The line holding "355, row 83." and all lines that follow it to the end of the data: return these exactly, and nothing more.

╭─ Material supplied

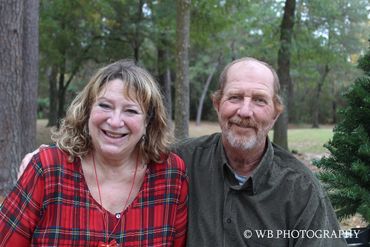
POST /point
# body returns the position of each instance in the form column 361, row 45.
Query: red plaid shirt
column 51, row 206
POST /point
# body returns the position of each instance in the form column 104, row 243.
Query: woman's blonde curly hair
column 73, row 134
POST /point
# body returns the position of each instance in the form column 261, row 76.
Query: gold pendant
column 112, row 243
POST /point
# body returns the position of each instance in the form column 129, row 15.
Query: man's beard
column 245, row 142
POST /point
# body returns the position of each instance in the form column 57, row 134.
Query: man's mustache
column 243, row 122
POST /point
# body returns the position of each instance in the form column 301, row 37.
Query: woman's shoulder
column 173, row 163
column 52, row 155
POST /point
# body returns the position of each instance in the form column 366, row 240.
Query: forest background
column 313, row 44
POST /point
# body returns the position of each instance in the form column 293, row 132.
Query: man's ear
column 216, row 103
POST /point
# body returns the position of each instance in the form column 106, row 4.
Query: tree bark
column 286, row 29
column 204, row 93
column 30, row 74
column 53, row 96
column 18, row 82
column 316, row 102
column 164, row 74
column 182, row 69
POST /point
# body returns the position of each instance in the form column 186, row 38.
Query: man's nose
column 246, row 108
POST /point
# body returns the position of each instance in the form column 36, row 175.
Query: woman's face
column 116, row 122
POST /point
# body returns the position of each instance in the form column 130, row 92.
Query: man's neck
column 244, row 161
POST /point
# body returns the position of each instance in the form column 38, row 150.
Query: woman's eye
column 103, row 105
column 132, row 111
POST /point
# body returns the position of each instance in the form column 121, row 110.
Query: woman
column 110, row 180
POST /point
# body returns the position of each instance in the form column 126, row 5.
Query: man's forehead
column 252, row 71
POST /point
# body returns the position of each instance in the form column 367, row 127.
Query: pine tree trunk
column 182, row 69
column 18, row 82
column 164, row 74
column 30, row 74
column 281, row 125
column 53, row 96
column 204, row 93
column 316, row 102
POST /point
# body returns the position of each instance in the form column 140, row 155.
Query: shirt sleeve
column 182, row 212
column 319, row 218
column 20, row 211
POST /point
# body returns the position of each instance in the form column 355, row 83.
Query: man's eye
column 260, row 100
column 234, row 97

╰─

* Answer section
# body returns the position of each instance in the form column 355, row 83.
Query: man's eye
column 260, row 100
column 234, row 97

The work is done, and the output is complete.